## EXERCISE INSTRUCTIONS:
Please render the part of the material that opens with the line containing "shape [[516, 204]]." and closes with the line containing "69], [326, 34]]" as a numbered list, both of those lines included and blank lines omitted.

(Named-object pointing records)
------------------------------
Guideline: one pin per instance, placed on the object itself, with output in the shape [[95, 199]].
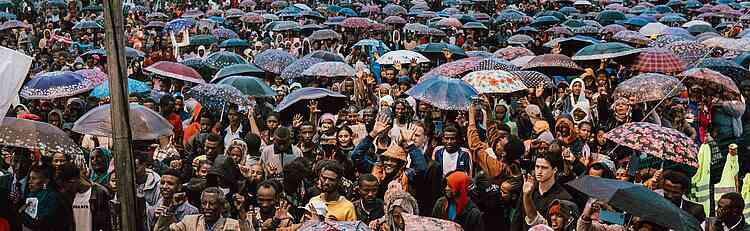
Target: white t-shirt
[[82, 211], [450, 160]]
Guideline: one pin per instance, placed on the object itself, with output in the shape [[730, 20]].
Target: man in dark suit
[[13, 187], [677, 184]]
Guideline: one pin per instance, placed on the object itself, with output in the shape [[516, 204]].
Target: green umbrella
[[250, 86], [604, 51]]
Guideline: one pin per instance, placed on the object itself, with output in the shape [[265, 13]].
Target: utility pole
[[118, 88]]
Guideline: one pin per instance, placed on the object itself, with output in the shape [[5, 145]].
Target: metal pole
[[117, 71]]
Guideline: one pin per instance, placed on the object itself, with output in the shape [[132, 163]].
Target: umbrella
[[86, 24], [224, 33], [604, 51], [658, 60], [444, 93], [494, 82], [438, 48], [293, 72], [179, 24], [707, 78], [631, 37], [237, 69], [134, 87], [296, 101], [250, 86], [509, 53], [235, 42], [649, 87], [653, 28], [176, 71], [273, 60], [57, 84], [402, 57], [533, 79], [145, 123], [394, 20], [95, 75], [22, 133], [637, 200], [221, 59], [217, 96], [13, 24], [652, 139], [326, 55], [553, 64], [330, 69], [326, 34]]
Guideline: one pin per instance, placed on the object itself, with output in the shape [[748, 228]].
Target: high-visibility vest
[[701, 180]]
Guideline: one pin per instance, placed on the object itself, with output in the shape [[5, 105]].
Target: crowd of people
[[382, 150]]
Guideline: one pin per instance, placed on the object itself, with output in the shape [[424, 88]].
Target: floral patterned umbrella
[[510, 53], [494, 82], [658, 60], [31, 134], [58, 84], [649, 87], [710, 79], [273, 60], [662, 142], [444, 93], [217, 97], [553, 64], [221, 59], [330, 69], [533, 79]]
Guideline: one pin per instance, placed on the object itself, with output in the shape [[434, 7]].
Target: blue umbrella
------------------------------
## WRITTEN ANSWER:
1. Guideline: one pin per instance, placed on the object itself, with output in the shape [[516, 204]].
2. Target: green umbrella
3. [[250, 86], [604, 51]]
4. Guideline: one pin per instance, placed on the object itself, with output in the shape [[265, 13]].
5. Target: utility pole
6. [[118, 88]]
7. Guideline: one pin per instance, placed on the object itself, with output in the shape [[5, 145]].
8. Target: metal pole
9. [[117, 71]]
10. Guideline: one pin per instance, placed on the object itself, with output in the shape [[132, 163]].
11. Target: umbrella
12. [[86, 24], [224, 33], [604, 51], [658, 60], [444, 93], [494, 82], [438, 48], [293, 72], [179, 24], [707, 78], [631, 37], [237, 69], [134, 87], [296, 101], [250, 86], [509, 53], [235, 42], [649, 87], [653, 28], [176, 71], [273, 60], [57, 84], [402, 57], [533, 79], [145, 123], [394, 20], [95, 75], [22, 133], [637, 200], [221, 59], [217, 96], [13, 24], [652, 139], [326, 55], [553, 64], [330, 69], [326, 34]]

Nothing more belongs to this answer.